• [Text for analysis]

“So of course I made my way to the hospital on vacation. Here is a volcano. Exploding into the boat we are on. What the hell. We are fine. Shaken up and tons of cuts and burns but we are fine.” – passenger Will Bryan via Facebook
A lava bomb hit a tour boat on Monday morning near the Kilauea volcano, Hawaii, injuring 23 people, the Hawaii County Fire Department said. The lava punctured the boat’s roof and it had to return to Wailoa Harbor, the fire department added.
The boat was about 500 yards from shore when the lava hit the boat, according to the captain Shane Turpin.
“As we were exiting the zone, all of a sudden everything around us exploded. It was everywhere.” – Captain Shane Turpin told the AP
Hilo Medical Center confirmed 13 passengers were treated at the hospital, and another 10 passengers with superficial injuries were treated on arrival at Wailoa Harbor.
Of the 13 injured passengers, four were taken by ambulance to Hilo Medical Center, according to the Hawaii County Fire Department.
One woman in her 20s was in serious condition with a fractured femur, the fire department said. Three passengers were in stable condition.

• [Study questions]
1 – According to his quoted Facebook post in the report on the lava bomb, why did the passenger Will Bryan end up at a hospital while on vacation?
2 – List every source that the lava bomb report names for its information.
3 – Go on with the report about the lava bomb hitting the tour boat, starting after its last sentence.

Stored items
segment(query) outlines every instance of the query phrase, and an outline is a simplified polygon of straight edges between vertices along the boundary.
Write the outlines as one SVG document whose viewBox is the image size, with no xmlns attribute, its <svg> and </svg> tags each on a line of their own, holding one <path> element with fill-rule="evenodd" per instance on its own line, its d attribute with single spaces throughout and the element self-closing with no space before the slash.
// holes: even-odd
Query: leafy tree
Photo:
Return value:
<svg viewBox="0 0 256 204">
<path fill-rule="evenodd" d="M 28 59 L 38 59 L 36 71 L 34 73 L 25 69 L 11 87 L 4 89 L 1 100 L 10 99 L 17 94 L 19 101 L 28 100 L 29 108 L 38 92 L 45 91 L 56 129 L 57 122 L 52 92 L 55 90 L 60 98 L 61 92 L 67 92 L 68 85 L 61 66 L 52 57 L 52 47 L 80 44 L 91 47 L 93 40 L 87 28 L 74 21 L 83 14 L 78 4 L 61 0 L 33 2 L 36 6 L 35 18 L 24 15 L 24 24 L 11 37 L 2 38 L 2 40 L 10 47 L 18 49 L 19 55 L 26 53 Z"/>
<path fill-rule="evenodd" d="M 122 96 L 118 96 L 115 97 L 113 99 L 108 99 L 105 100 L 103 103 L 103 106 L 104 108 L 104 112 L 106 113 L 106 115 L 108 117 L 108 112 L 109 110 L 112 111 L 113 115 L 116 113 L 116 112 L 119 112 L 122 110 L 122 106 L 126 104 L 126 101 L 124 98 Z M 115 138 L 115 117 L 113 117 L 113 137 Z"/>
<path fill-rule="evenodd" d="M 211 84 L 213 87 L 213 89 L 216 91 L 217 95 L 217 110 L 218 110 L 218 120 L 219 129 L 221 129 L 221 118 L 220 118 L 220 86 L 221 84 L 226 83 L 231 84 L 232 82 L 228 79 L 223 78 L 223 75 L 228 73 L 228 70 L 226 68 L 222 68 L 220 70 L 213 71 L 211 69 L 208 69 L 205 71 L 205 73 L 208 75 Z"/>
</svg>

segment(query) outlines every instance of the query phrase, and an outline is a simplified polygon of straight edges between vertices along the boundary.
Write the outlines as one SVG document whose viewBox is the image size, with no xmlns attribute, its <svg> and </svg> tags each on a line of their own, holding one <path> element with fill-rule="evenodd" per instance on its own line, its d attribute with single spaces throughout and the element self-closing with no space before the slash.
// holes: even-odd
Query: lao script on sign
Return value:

• [Answers for each item]
1 – He went because a volcano exploded into the boat he was on. The passengers came away shaken up and with many cuts and burns.

2 –
- Passenger Will Bryan, via Facebook
- The Hawaii County Fire Department
- Captain Shane Turpin, speaking to the AP
- Hilo Medical Center

3 –
The lava bomb, or flying chunk of molten rock, left a large hole in the boat’s roof, the fire department said, and a railing was also damaged. A witness who saw the boat return said there were rocks all over it, and some people leaving the boat had burns and gashes on their legs. One person was taken off on a stretcher.
The Kilauea volcano on Hawaii has been erupting continuously for the past 35 years. In May, it became more active than normal, opening new fissures, and devastating local neighborhoods. Over 700 homes have been destroyed.
In May, the US Coast Guard instituted a safety zone where lava enters the ocean. Boats can only come within 984′ of those zones, unless the captain has a special permit. Special permits allow boats to get as close as 164′ from lave entering the sea.
The US Geological survey explains that explosions that can expel lava bombs occur in this region when 2,000-degree lava enters seawater. Lightning is sometimes produced inside the gas plumes that are ejected from these explosions.
Officials have warned of serious danger in getting too close to lava entering the sea due to lava bombs, noxious gases, acid, and suspended fine glass that can get in your lungs.
The US Coast Guard reports that tour boats have been operating in this area doing these “lava ocean” tours for at least the past 20 years.
Besides this boat’s 23 injuries, the only other serious injury reported since May was a many who was hit in the leg by flying lava.